*Task statement*: Copy each line of the records that includes "hiking".

*Exercise input*:
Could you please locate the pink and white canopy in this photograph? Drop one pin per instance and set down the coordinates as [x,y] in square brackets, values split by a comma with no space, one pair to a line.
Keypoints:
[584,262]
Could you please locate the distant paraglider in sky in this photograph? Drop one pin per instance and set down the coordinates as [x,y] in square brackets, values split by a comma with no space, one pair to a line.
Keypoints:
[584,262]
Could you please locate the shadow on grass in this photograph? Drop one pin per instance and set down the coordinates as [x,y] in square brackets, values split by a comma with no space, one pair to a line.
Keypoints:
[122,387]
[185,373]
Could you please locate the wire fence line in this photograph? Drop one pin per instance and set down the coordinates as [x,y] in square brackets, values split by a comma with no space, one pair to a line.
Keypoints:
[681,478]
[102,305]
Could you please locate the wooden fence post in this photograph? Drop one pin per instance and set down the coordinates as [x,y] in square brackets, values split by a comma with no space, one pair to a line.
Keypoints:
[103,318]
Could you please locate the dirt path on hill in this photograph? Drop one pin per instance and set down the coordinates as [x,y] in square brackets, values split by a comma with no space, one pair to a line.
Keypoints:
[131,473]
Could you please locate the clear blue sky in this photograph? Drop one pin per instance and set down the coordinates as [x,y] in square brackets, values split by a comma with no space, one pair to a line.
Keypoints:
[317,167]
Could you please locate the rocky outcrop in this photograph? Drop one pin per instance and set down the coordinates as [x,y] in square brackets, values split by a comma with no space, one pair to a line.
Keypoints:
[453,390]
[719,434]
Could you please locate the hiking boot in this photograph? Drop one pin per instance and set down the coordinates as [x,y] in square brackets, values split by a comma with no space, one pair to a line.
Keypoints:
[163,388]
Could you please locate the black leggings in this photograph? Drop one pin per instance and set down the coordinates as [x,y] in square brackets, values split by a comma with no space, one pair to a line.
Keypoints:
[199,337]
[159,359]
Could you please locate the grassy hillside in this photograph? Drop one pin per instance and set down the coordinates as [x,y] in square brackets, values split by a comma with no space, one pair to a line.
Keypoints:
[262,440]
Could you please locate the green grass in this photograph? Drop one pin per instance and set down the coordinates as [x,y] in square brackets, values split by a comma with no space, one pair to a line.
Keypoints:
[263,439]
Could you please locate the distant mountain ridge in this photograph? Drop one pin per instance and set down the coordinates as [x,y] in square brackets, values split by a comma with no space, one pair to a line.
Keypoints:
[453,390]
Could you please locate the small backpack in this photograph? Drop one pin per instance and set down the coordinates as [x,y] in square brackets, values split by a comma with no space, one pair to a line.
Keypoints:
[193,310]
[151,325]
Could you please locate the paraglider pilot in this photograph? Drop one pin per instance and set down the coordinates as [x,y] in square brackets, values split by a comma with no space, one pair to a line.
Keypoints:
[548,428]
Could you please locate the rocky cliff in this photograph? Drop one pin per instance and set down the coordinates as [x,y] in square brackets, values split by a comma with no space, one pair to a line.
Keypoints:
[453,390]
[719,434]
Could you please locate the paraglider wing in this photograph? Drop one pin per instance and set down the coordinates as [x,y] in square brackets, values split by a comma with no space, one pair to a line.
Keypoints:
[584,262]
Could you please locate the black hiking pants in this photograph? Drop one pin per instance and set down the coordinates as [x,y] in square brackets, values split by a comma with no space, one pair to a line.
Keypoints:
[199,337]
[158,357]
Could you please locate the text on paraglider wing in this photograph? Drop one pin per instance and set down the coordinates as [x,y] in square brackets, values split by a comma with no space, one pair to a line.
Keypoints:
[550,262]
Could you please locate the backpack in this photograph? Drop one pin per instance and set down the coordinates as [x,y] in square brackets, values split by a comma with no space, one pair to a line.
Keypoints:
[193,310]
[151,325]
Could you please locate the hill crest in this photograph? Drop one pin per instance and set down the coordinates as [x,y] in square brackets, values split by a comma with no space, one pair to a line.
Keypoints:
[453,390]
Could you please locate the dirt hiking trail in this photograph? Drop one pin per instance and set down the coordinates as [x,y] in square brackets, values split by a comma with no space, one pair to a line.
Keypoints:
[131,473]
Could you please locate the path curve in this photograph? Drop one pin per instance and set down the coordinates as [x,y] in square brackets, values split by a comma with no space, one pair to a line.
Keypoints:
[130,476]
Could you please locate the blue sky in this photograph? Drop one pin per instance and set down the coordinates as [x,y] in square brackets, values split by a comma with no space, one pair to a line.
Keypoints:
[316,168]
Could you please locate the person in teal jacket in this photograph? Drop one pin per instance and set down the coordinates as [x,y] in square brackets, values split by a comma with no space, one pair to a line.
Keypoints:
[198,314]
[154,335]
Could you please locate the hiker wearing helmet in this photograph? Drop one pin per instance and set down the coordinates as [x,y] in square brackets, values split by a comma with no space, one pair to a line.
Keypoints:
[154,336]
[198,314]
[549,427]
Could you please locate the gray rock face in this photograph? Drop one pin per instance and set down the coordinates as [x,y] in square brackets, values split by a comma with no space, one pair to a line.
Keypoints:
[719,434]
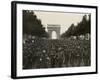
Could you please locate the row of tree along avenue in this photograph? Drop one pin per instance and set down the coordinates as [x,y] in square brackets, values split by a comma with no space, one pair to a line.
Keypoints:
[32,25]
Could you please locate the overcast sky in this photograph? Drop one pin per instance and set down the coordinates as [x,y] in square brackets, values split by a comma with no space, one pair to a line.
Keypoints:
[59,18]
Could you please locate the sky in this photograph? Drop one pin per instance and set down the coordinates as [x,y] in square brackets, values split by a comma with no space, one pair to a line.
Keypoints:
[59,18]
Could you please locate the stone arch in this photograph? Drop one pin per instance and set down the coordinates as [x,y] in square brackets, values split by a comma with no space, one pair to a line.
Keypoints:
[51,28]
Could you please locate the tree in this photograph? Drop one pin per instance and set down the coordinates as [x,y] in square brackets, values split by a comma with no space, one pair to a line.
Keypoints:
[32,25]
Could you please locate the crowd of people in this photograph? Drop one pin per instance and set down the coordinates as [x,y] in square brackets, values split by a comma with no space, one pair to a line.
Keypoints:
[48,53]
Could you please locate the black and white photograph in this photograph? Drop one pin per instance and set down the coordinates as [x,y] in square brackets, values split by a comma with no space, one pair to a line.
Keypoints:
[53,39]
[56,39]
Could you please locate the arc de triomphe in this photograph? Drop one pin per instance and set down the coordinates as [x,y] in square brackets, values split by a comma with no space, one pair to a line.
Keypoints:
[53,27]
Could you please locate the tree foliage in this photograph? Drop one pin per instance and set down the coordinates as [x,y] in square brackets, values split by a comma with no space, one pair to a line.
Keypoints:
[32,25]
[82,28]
---
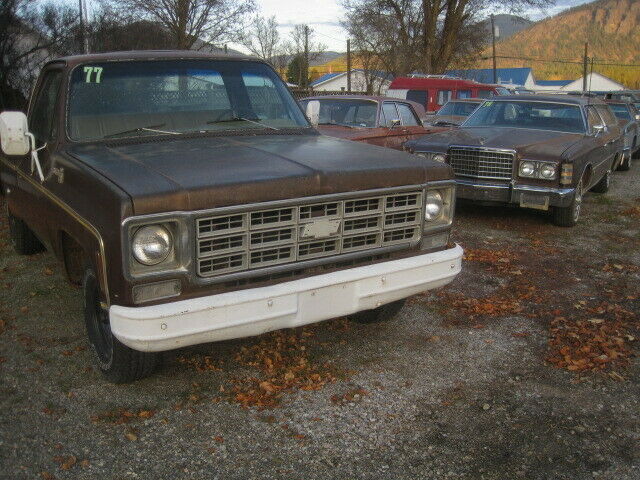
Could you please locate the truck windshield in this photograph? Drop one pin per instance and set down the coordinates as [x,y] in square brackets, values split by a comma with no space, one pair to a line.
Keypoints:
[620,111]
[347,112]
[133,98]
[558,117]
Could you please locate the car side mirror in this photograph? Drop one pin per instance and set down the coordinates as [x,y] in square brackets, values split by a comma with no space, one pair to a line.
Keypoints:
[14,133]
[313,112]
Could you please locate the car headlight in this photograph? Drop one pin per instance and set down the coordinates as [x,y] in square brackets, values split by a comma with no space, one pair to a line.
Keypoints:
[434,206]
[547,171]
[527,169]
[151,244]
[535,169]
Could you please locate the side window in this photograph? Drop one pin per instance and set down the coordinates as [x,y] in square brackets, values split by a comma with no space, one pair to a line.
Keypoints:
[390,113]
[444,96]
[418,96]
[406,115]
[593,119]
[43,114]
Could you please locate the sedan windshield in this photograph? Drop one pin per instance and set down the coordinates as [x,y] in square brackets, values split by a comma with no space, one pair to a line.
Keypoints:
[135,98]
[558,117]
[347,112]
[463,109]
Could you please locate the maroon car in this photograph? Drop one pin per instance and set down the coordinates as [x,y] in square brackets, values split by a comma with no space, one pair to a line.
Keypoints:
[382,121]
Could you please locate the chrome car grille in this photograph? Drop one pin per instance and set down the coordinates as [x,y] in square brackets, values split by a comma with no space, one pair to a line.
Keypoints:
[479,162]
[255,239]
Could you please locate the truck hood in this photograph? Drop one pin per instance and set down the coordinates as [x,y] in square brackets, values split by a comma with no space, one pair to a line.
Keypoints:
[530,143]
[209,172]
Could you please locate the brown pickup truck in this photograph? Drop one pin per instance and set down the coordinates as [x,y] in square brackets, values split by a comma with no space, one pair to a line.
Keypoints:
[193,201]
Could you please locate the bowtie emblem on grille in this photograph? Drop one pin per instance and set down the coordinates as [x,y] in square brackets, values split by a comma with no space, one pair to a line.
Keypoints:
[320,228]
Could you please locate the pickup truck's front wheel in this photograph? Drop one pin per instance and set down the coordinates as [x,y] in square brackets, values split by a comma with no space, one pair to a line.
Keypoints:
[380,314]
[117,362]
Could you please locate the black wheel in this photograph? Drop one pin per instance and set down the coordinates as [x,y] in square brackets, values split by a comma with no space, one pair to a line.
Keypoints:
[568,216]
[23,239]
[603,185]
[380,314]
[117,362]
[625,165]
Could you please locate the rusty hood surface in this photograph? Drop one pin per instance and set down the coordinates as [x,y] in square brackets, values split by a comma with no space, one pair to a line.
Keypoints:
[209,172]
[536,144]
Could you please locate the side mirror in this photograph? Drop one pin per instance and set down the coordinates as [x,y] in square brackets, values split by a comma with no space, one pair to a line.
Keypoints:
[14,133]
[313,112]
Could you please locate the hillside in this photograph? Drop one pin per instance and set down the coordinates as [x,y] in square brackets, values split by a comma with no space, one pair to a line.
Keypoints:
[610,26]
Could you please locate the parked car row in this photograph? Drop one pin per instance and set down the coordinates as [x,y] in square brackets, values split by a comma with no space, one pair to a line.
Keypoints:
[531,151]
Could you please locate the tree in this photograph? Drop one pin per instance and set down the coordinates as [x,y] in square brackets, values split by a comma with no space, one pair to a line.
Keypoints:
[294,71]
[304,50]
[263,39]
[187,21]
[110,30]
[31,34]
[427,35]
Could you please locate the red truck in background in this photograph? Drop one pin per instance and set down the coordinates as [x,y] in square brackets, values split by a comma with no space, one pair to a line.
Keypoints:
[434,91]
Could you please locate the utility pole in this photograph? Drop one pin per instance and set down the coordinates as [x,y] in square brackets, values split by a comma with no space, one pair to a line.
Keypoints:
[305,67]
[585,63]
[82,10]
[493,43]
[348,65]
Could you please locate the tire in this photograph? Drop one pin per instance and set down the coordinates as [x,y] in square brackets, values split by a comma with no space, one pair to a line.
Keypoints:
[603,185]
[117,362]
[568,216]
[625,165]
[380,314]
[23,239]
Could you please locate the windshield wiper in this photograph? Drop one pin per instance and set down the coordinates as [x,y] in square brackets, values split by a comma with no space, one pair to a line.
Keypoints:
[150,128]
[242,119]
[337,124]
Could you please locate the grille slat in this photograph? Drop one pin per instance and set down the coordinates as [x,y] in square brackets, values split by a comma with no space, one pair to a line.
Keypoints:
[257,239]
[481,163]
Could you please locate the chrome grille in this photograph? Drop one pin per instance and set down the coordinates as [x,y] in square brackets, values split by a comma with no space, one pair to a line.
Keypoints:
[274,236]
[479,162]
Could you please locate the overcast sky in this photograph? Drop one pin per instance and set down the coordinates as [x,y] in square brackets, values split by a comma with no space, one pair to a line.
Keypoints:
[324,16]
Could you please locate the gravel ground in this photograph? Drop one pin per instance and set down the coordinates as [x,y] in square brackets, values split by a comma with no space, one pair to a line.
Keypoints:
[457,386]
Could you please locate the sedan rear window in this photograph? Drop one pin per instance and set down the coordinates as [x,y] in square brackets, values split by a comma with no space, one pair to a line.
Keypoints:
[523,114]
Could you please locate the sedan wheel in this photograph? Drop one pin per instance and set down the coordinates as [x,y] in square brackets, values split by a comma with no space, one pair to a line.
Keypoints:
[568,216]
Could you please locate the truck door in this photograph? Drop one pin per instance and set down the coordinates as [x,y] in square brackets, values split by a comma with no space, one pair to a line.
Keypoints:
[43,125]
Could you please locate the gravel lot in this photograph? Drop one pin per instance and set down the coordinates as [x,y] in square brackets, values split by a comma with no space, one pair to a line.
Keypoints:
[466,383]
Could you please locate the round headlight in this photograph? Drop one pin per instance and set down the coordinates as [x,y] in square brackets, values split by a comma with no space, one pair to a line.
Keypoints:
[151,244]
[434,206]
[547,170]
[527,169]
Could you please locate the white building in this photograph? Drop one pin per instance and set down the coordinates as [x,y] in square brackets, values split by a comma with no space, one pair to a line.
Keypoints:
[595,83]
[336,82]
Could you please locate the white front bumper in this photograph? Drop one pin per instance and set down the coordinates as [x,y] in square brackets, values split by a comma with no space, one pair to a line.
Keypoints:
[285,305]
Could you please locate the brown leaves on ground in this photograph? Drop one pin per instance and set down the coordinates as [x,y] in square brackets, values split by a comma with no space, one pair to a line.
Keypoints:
---
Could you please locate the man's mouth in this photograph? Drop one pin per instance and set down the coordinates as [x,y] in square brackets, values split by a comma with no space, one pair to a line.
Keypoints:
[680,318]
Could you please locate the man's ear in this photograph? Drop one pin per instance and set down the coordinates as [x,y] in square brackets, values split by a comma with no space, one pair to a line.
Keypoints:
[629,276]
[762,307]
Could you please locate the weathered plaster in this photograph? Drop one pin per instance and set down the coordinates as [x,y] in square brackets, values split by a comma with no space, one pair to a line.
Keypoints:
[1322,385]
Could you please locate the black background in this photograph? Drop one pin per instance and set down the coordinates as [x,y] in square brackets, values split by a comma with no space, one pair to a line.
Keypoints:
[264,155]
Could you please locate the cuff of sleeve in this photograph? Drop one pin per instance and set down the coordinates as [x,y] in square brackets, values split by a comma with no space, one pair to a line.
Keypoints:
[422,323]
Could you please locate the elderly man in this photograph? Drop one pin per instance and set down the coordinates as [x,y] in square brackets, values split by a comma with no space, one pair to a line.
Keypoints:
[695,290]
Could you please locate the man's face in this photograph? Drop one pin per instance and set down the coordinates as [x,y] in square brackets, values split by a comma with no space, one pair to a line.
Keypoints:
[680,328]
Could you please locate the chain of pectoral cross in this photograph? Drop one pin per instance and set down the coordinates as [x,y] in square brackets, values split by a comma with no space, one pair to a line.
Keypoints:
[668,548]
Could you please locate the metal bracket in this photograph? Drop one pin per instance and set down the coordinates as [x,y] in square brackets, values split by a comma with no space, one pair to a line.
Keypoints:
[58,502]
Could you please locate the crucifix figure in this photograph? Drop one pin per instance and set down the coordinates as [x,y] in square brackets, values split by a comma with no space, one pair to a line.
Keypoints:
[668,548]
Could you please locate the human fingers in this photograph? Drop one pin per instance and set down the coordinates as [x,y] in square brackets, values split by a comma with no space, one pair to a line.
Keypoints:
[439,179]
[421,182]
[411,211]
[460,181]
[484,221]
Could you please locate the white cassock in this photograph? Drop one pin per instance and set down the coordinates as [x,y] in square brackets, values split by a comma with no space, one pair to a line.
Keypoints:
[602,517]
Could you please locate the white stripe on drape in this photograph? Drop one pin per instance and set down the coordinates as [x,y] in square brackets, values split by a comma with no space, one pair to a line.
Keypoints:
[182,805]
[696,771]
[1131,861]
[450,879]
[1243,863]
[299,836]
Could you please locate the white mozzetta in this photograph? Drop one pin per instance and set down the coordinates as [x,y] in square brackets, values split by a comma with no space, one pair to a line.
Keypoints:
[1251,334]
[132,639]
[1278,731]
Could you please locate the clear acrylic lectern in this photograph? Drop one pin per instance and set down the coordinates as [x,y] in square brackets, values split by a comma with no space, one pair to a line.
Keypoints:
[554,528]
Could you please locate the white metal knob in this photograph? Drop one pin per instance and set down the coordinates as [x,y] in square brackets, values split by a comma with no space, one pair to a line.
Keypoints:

*Reply*:
Could you please locate the hiking boot in this photograph? Drop one pin per instance and set down the coordinates as [x,y] in square brackets, values split by a comma with no space, one pair to a line.
Could you please locate the black hiking pants in this photograph? Drop one pin per instance and set down the coordinates as [x,y] in square brackets, values split by a comma with no space, one pair to a line.
Could you please locate the dirt hiking trail in this photograph? Drop one pin per instance and set down the coordinates as [x,y] in square brackets, values split by a comma with no space, one pair to a line.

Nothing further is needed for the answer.